Extrait source:
Résumé des développements mathématiques du chapitre

Nous introduisons un nouveau concept, la plus-value de consommation. Il s'agit d'évaluer ce qu'on gagne (ou, de manière négative ce qu’on perd) comme temps de travail abstrait à acquérir un bien quelconque. Pour ce faire, nous comparons la rémunération horaire du travail abstrait du vendeur et de l'acheteur-salarié. Si un cadre bien payé achète des produits à des agriculteurs mal payés, il gagne ce faisant une plus-value de consommation, il gagne du temps et de l'argent par rapport à une production qu'il aurait effectuée lui-même à son tarif horaire.

Les rapports marchands reflètent une injustice sociale, des rapports de violence sociale que la pseudo objectivité du prix, que la naturalisation de la loi de l'offre et de la demande s'obstinent à masquer. Ces rapports détermine une classe sociale qui gagne parfois à acheter et qui parfois y perd. Cette classe sociale – la petite bourgeoisie en terme marxiste ou la classe moyenne en terme libéral – se trouve prise dans des rapports d'exploitation dont elle est tour à tour victime (plus ou moins consentante) et bénéficiaire (plus ou moins consentante).


À ce stade de l'étude de la consommation, il nous faut comprendre ce qui attire et fascine dans la consommation. On peut certes mentionner les techniques de marketing13, la manipulation mentale de la publicité mais, pour reprendre une idée chère à Götz Aly14, les pires régimes ne sont soutenus que parce que une partie majoritaire de la population y trouve matériellement son compte15. On s'en persuadera en écoutant les discours de stigmatisation des politiciens en quête de voix faciles : ils dénoncent des minorités dominées et exemptent les majorités dominantes. De la même façon, la consommation tient parce qu'une majorité de la population y trouve son compte malgré tout. Si nous voulons comprendre le phénomène de la consommation, il nous faut comprendre en quoi cette majorité trouve son compte dans la pratique de la consommation. Cette majorité n'est pas constituée que des plus riches, les pauvres aussi trouvent un certain intérêt à ce système alors même qu'ils sont dominés.

Pour comprendre la consommation, revenons au concept de classe sociale. Nous nous inscrivons en faux par rapport à une littérature politique qui confond les classes sociales avec une liste d'individus dotés de telle ou telle caractéristique sociale. Au contraire, à la suite de Marx, nous définirons les classes sociales comme des rapports de production. Nous avons défini la propriété lucrative, la propriété des moyens de production qui parasite le processus de création de valeur économique par les salaires. Les salariés (en emploi ou hors emploi) créent la valeur économique en tant que salariés, ils créent la valeur économique par le travail abstrait. Les rentiers parasitent ce processus de création de valeur économique en prélevant une rente qu'ils ne réalisent pas et qui s'accumulent. Les salariés ne sont pas propriétaires des moyens de production et ils en sont les usagers alors que les rentiers sont propriétaires des moyens de production dont ils ne sont pas les usagers.

Consigne A: Dans les lignes de données présentées ci-dessous, transformez en liste JSON de chaînes, une chaîne par ligne et sans les lignes vides, le passage qui va de la ligne contenant "for any tree" jusqu'à celle contenant "0 200 1024 233", toutes deux comprises.

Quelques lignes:
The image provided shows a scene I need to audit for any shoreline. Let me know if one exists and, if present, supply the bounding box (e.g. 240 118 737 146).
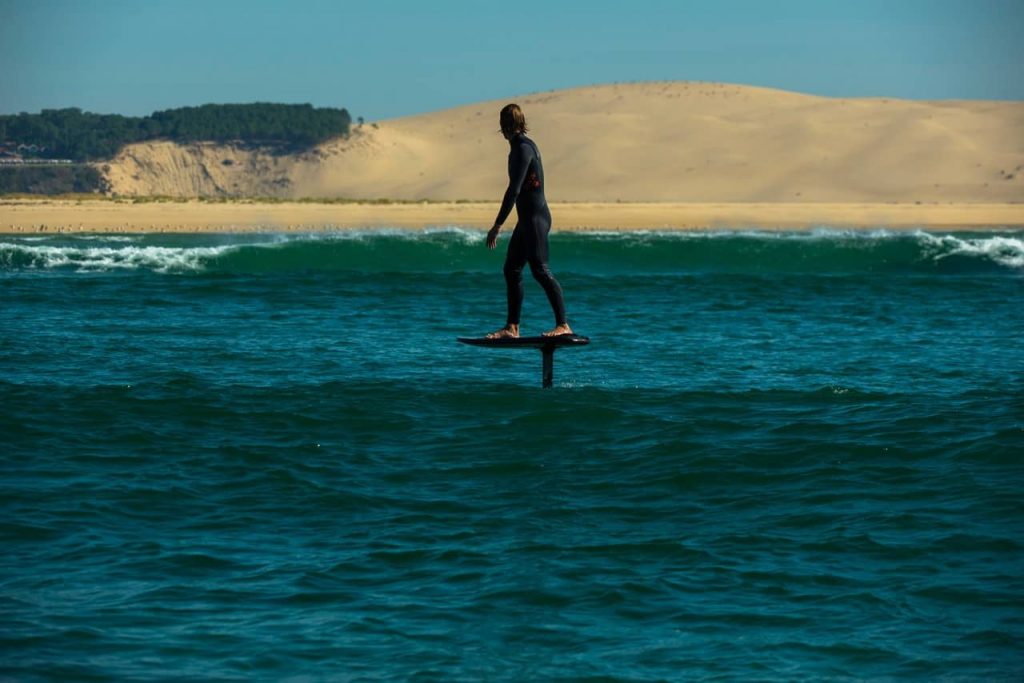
0 199 1024 234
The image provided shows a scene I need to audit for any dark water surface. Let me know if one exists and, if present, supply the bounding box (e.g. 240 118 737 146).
0 229 1024 681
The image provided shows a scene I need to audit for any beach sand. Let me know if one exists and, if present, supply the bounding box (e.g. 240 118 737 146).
0 199 1024 233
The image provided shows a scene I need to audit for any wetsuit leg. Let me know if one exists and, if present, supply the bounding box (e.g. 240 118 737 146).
505 225 527 325
520 219 566 326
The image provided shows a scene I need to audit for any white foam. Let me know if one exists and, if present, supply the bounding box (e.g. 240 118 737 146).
916 232 1024 268
0 243 240 272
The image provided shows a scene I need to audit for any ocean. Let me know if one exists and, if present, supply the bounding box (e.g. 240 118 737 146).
0 227 1024 681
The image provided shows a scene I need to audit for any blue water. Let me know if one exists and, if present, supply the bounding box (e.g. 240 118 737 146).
0 228 1024 681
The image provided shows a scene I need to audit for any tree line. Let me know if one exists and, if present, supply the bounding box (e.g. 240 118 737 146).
0 102 351 162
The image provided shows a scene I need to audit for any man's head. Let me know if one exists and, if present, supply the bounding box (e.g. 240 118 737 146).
499 103 527 139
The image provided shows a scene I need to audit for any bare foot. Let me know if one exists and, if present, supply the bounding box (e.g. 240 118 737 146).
542 323 572 337
484 325 519 339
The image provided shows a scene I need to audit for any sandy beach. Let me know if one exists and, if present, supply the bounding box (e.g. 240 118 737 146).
0 200 1024 233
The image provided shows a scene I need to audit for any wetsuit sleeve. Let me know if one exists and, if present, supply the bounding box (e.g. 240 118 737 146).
495 142 534 225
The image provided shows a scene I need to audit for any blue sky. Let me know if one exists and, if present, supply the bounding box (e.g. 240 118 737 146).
0 0 1024 120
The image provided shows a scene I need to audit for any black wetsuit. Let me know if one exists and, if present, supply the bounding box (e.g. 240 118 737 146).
495 133 566 325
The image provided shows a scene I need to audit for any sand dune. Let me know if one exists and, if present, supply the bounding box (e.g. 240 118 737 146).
99 82 1024 203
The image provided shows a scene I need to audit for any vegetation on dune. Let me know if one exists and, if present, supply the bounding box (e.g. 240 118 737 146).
0 102 351 162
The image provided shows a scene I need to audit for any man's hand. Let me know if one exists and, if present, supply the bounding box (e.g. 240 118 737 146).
487 225 502 249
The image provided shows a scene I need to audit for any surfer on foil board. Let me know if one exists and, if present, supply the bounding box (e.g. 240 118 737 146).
485 104 573 339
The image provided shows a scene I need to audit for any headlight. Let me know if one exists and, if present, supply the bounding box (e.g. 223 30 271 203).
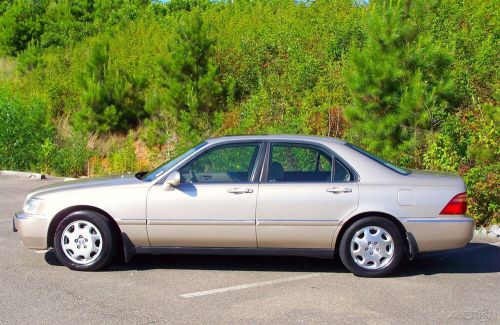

Consigne B:
Répondez à ces questions sur l'extrait consacré à la consommation :
(i) Quel nouveau concept est introduit au début ?
(ii) À quel auteur est associée l'idée que les pires régimes ne sont soutenus que parce qu'une partie majoritaire de la population y trouve matériellement son compte ?
(iii) À la suite de qui les classes sociales sont-elles définies comme des rapports de production ?

Réponse A:
[
  "The image provided shows a scene I need to audit for any tree line. Let me know if one exists and, if present, supply the bounding box (e.g. 240 118 737 146).",
  "0 102 351 162",
  "The image provided shows a scene I need to audit for any man's head. Let me know if one exists and, if present, supply the bounding box (e.g. 240 118 737 146).",
  "499 103 527 139",
  "The image provided shows a scene I need to audit for any bare foot. Let me know if one exists and, if present, supply the bounding box (e.g. 240 118 737 146).",
  "542 323 572 337",
  "484 325 519 339",
  "The image provided shows a scene I need to audit for any sandy beach. Let me know if one exists and, if present, supply the bounding box (e.g. 240 118 737 146).",
  "0 200 1024 233"
]

Réponse B:
(i) La plus-value de consommation.
(ii) Götz Aly.
(iii) Marx.